- [Source document]:
++++++++
The northern collared lemming or Nearctic collared lemming (Dicrostonyx groenlandicus), sometimes called the Peary Land collared lemming in Canada, is a small lemming found in Arctic North America and Wrangel Island. At one time, it was considered to be a subspecies of the Arctic lemming (Dicrostonyx torquatus). Some sources believe several other species of collared lemmings found in North America are actually subspecies of D. groenlandicus.

==Description==
It has a short chunky body covered with thick grey fur with a thin black stripe along its back and light grey underparts. It has small ears, short legs and a very short tail. It has a pale brown collar across its chest. In winter, its fur turns white, and it has large digging claws on its front feet. It is 14 cm long with a 1.5 cm tail and weighs about 40 g.

==Distribution and habitat==
It is found in the tundra of northern Canada, Alaska and Greenland. A disjunct population is also present on Wrangel Island in Siberia; this population was formerly considered its own species, the Wrangel lemming (D. vinogradovi).

==Diet==
It feeds on grasses, sedges and other green vegetation in summer, and twigs of willow, aspen and birches in winter.

==Predators==
Predators include snowy owls, gulls, wolverines, the Arctic fox and the polar bear.

==Breeding==
Female lemmings have two or three litters of four to eight young in a year. The young are born in a nest in a burrow or concealed in vegetation.

==Behaviour==
It is active year-round, day and night. It makes runways through the surface vegetation and also digs burrows above the permafrost. It burrows under the snow in winter. Lemming populations go through a three- or four-year cycle of boom and bust. When their population peaks, lemmings disperse from overcrowded areas.
++++++++
- [Exercise aim]: Duplicate the stretch of the lemming text from "The northern collared" through "about 40 g.". The data that comes next has no connection to the lemming text.

- [Data for review]:
++++++++
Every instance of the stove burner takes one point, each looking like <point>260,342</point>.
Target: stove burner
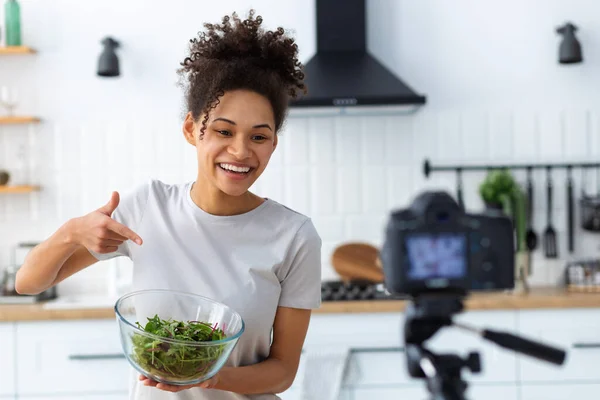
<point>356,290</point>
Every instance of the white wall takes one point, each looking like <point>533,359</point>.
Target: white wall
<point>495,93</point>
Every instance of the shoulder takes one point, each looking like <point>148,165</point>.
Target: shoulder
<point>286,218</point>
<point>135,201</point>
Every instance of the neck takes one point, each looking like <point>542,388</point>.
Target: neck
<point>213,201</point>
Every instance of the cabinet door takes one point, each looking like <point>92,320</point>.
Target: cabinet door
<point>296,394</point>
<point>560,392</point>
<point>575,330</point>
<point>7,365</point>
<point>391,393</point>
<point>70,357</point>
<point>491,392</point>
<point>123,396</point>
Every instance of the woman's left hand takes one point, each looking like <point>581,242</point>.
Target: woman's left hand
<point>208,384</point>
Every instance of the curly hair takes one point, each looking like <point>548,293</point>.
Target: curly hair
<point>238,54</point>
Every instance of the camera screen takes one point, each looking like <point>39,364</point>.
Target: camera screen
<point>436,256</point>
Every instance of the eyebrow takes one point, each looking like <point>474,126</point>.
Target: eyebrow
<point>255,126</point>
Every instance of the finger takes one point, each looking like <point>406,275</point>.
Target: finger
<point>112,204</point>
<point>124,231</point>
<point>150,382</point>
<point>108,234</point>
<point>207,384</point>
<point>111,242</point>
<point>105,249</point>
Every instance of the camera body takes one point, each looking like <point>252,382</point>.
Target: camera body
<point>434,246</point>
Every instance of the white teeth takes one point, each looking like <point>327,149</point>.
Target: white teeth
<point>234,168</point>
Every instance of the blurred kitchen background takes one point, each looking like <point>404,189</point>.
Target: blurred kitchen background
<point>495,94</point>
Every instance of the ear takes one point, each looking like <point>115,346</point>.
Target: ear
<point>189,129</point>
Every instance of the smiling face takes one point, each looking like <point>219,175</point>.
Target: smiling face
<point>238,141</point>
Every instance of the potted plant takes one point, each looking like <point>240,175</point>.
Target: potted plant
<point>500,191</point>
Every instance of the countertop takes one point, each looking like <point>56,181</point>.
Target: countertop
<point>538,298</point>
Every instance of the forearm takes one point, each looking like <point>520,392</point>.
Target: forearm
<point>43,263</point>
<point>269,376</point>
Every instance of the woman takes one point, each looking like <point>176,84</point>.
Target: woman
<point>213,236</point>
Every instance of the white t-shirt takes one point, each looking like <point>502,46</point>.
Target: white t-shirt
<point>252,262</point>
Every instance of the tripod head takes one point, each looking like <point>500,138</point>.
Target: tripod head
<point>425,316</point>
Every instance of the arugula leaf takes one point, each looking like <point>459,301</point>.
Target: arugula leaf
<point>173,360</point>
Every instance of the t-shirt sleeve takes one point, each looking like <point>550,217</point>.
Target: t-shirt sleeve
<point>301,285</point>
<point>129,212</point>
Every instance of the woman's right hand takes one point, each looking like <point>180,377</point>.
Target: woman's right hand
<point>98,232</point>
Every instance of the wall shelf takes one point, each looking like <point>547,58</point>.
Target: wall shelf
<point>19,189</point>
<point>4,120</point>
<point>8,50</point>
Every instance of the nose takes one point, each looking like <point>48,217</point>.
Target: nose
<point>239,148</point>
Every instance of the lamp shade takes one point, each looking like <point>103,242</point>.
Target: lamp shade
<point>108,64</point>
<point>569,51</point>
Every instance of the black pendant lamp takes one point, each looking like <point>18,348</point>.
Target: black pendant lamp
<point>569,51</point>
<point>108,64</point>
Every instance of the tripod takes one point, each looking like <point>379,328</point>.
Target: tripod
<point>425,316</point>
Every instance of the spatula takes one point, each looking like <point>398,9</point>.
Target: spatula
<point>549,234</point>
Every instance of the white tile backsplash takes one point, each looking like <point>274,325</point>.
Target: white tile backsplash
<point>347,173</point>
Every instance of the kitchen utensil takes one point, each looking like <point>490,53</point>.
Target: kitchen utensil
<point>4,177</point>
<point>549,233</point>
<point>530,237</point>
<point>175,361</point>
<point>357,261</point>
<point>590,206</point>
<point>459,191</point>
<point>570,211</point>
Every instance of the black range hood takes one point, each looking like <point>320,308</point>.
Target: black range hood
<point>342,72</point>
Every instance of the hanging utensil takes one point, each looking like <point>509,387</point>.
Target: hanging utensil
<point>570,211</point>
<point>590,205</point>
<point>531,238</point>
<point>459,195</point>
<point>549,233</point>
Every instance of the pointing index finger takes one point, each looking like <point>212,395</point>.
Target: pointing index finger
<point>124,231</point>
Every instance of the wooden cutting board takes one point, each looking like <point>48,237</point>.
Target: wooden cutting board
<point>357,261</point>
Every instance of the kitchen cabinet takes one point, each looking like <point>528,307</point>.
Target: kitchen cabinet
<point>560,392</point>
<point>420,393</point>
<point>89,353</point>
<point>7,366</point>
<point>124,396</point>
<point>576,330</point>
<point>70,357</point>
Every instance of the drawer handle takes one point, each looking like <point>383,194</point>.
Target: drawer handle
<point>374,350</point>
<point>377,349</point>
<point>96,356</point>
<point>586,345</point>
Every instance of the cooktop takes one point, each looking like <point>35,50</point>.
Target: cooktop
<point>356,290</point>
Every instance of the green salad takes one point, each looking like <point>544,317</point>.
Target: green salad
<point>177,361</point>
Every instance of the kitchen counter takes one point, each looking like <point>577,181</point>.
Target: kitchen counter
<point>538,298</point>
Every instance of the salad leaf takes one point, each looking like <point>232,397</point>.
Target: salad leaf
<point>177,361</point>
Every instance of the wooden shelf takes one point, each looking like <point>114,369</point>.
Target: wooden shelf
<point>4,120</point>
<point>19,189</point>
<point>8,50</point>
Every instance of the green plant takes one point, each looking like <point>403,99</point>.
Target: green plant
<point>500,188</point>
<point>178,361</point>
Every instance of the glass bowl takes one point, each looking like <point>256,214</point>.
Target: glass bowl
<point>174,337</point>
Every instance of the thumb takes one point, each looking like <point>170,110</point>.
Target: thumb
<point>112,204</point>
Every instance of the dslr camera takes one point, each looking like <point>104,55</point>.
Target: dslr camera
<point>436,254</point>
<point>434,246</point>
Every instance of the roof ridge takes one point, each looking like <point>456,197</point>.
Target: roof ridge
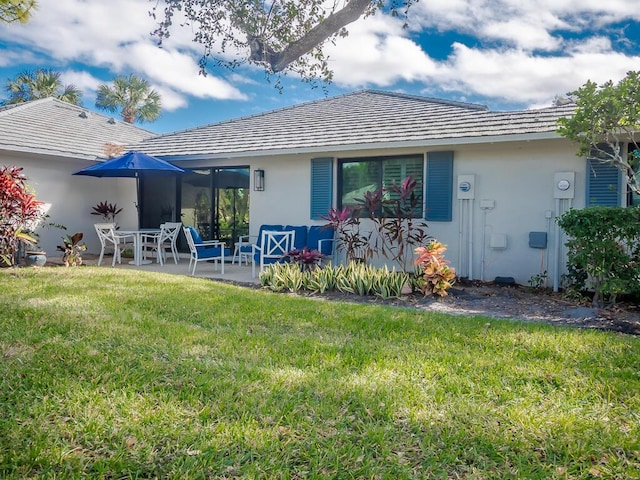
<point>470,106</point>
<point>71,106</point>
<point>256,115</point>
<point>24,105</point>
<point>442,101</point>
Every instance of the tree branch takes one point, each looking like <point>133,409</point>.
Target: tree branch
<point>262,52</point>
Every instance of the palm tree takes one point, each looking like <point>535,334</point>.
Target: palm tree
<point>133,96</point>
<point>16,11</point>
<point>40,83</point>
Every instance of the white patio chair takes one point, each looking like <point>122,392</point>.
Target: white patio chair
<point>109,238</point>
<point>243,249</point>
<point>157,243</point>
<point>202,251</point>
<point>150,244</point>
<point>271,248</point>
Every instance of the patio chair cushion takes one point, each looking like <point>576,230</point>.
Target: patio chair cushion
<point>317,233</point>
++++++++
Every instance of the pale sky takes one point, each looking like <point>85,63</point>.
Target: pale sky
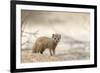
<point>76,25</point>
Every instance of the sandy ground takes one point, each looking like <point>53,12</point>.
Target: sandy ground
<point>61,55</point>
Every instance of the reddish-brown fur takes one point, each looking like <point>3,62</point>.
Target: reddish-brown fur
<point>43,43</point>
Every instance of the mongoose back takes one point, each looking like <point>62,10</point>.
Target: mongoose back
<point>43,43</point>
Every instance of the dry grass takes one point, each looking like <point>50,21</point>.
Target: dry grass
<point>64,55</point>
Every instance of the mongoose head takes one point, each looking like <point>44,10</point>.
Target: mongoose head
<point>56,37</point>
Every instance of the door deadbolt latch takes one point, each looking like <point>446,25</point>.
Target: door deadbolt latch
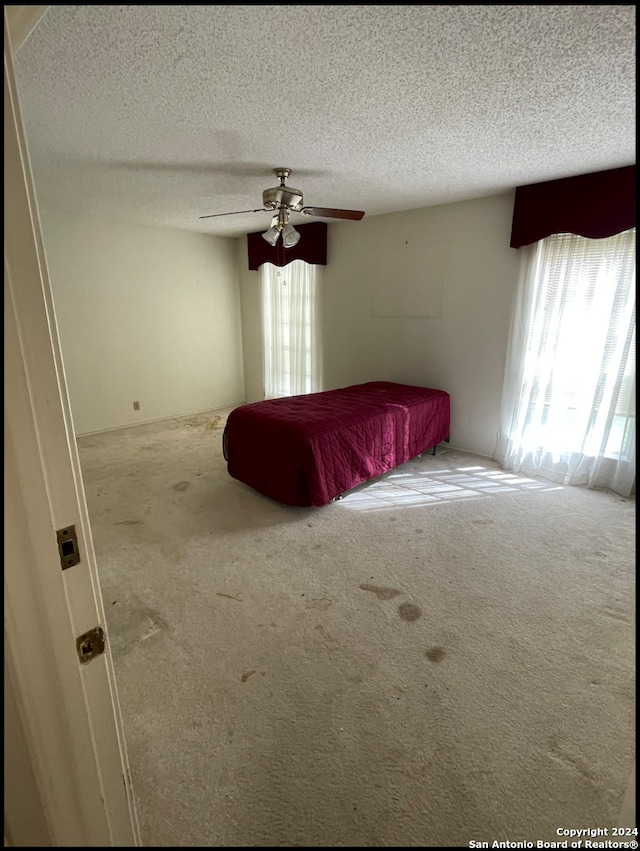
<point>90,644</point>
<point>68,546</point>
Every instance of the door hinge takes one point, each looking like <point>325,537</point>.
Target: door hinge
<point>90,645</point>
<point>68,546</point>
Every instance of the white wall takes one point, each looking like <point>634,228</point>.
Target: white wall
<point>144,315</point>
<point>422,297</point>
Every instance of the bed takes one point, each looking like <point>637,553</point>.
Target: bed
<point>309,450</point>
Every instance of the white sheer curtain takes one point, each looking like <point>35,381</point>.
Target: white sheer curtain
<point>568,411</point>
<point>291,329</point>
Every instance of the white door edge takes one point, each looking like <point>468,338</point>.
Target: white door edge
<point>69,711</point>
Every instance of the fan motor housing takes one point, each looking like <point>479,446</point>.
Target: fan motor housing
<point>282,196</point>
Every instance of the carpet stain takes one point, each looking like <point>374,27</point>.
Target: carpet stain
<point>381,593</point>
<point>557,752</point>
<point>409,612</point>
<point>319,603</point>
++++++++
- [Task response]:
The northern collared lemming or Nearctic collared lemming (Dicrostonyx groenlandicus), sometimes called the Peary Land collared lemming in Canada, is a small lemming found in Arctic North America and Wrangel Island. At one time, it was considered to be a subspecies of the Arctic lemming (Dicrostonyx torquatus). Some sources believe several other species of collared lemmings found in North America are actually subspecies of D. groenlandicus.

==Description==
It has a short chunky body covered with thick grey fur with a thin black stripe along its back and light grey underparts. It has small ears, short legs and a very short tail. It has a pale brown collar across its chest. In winter, its fur turns white, and it has large digging claws on its front feet. It is 14 cm long with a 1.5 cm tail and weighs about 40 g.